▶ [Data for analysis]:
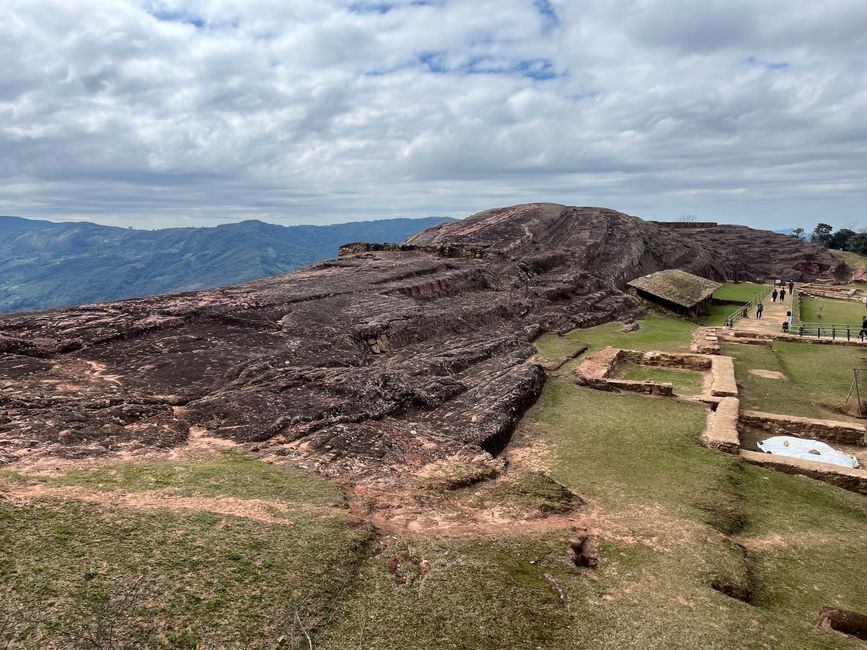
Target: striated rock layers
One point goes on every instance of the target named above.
(388, 355)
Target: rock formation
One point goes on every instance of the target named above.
(387, 355)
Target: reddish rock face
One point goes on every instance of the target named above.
(388, 354)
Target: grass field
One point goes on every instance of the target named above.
(815, 383)
(717, 315)
(666, 503)
(742, 292)
(123, 555)
(654, 333)
(833, 311)
(96, 574)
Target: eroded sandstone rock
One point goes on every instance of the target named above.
(389, 354)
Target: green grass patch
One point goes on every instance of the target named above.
(230, 474)
(167, 579)
(842, 312)
(717, 315)
(685, 382)
(638, 459)
(742, 292)
(817, 377)
(654, 333)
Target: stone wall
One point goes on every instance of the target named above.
(831, 431)
(722, 427)
(666, 359)
(848, 479)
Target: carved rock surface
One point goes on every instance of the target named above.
(386, 355)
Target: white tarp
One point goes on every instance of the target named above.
(806, 450)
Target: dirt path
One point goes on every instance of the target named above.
(772, 318)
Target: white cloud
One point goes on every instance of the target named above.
(162, 112)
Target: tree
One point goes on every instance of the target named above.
(822, 234)
(840, 239)
(858, 243)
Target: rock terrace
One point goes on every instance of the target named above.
(386, 356)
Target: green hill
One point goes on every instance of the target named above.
(45, 264)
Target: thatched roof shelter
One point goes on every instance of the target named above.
(677, 287)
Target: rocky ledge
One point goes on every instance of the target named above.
(388, 355)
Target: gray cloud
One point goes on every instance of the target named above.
(164, 112)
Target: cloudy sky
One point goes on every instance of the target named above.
(156, 113)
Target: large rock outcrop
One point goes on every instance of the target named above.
(387, 355)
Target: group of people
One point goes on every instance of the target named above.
(781, 294)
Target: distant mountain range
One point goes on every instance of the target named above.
(45, 264)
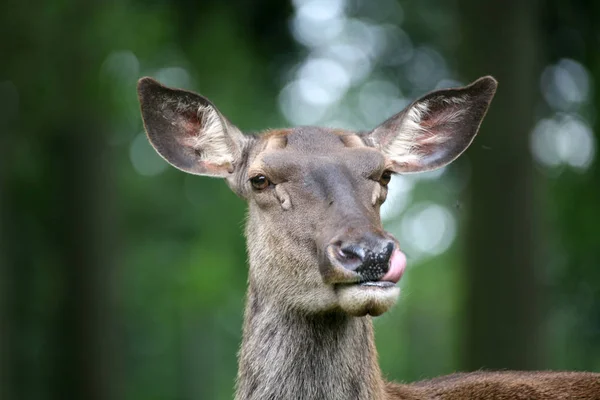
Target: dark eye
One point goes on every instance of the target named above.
(260, 182)
(385, 178)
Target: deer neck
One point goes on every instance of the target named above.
(287, 355)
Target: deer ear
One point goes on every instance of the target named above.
(188, 131)
(434, 130)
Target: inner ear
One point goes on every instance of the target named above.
(188, 131)
(434, 130)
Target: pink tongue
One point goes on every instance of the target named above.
(397, 266)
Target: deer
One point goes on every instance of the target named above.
(321, 266)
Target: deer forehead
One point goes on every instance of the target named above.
(302, 151)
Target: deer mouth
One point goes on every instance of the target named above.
(397, 265)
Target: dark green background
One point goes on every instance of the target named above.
(116, 284)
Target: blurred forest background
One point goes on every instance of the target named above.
(123, 278)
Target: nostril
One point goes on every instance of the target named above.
(352, 252)
(386, 254)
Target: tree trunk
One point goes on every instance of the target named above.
(500, 38)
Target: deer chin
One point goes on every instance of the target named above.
(372, 298)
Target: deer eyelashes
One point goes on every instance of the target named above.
(260, 182)
(386, 177)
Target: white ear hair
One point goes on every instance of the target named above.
(435, 129)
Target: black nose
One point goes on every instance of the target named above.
(371, 261)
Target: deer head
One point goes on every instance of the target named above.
(315, 237)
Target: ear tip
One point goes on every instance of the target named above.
(486, 82)
(145, 83)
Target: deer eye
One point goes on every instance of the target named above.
(385, 178)
(260, 182)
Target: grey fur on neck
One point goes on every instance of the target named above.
(287, 355)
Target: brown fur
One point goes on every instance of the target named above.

▶ [What you have to do]: In the entries above, find each line with the word "neck" and return it.

▶ [Task solution]:
Target: deer neck
Target: grey fur on neck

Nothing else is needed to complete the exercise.